• _Material provided_:
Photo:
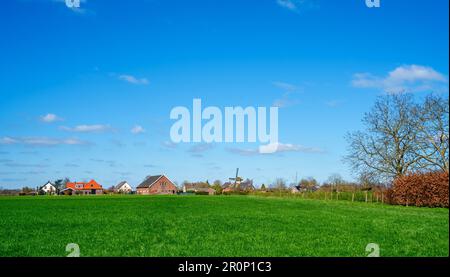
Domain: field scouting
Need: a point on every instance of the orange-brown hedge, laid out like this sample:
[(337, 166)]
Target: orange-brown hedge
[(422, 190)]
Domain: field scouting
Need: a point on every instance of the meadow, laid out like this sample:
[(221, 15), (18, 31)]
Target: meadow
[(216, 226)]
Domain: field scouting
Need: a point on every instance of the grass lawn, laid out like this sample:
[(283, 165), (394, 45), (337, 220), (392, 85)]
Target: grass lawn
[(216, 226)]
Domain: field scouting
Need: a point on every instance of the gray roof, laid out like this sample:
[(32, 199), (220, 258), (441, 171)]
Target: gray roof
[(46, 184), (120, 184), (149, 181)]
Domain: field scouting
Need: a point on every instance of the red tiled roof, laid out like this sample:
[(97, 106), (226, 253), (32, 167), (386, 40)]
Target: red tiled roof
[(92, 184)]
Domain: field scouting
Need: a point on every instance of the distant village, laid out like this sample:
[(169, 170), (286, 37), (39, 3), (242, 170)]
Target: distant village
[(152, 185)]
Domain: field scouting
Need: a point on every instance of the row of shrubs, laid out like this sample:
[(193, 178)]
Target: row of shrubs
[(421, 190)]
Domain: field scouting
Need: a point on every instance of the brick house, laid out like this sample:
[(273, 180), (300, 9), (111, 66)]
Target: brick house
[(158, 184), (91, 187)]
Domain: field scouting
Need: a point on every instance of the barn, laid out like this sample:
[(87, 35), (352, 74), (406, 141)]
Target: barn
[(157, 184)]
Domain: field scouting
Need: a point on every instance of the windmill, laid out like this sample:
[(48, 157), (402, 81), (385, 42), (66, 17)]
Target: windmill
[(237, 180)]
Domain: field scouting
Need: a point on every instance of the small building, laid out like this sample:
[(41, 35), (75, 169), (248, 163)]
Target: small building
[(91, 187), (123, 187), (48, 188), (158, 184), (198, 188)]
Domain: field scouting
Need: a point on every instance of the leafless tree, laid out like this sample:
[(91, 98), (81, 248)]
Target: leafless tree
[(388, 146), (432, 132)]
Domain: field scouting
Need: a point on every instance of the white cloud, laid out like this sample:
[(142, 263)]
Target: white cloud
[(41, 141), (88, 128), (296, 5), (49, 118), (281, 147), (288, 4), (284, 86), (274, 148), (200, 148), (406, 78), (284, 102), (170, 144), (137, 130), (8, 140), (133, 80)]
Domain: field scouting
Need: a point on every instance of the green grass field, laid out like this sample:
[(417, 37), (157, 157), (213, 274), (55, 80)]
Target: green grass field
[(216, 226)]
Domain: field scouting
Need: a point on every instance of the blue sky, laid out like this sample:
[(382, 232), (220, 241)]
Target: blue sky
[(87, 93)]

...

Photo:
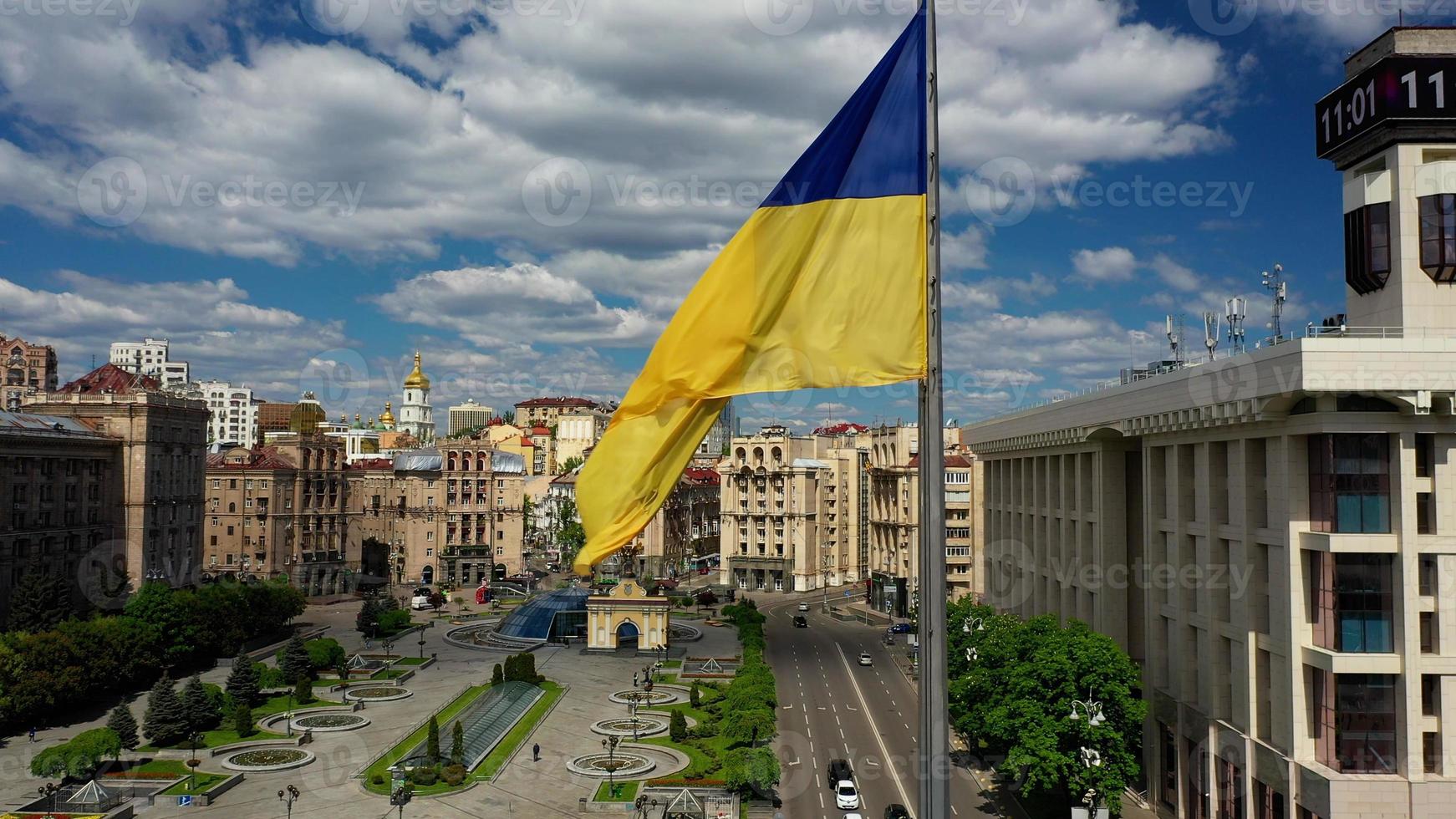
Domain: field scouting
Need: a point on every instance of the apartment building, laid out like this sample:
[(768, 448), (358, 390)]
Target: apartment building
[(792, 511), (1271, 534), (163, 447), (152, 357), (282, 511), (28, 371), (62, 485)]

• _Objective_: Collect every line in the entries above that contains the word "green".

• _Solution_:
Need: a point on every instance of the green grass field, laid out like this sample:
Target: green grass field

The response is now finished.